* [AIM OF THE EXERCISE] Copy out the material below word for word, starting with the line that contains "Can you see the green" and continuing through the final line of the material.

* [MATERIAL PROVIDED]
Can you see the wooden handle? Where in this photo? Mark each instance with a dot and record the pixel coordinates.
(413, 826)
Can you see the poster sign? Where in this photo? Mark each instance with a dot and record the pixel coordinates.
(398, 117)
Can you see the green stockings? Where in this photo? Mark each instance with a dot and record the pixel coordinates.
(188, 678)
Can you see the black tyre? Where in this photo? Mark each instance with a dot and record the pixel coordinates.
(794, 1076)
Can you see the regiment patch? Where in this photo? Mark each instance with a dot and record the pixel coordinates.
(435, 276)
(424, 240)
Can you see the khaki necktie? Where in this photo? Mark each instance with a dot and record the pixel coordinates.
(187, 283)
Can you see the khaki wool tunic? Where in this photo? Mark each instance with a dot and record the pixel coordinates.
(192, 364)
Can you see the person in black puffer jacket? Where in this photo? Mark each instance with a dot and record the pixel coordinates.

* [OUTPUT FOR THIS TASK]
Can you see the green stockings? Where in this photo? Mark each instance with a dot and record the pixel coordinates.
(188, 678)
Can you see the black tyre? Where in this photo? Mark each instance with a dot and record the pixel coordinates.
(794, 1076)
Can you see the regiment patch? Where in this photo? Mark each instance with a dot and record the pixel coordinates.
(435, 276)
(424, 240)
Can you see the khaki necktie? Where in this photo? Mark each instance with a dot and record the pixel coordinates.
(187, 283)
Can you see the khaki wool tunic? Where in this photo? Mark each instance with a dot and record the pixel coordinates.
(192, 364)
Can you see the person in black puffer jacket? Where in this photo? Mark each instance with a dot and record the pixel coordinates.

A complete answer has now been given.